## Exercise aim
Print verbatim every line starting at the one that contains "mode = point" and ending at the final line of the records; include both endpoints.

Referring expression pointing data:

+ + +

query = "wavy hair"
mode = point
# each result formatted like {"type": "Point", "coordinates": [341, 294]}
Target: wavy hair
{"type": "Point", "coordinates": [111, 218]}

+ + +

## Solution for this exercise
mode = point
# each result formatted like {"type": "Point", "coordinates": [341, 294]}
Target: wavy hair
{"type": "Point", "coordinates": [111, 218]}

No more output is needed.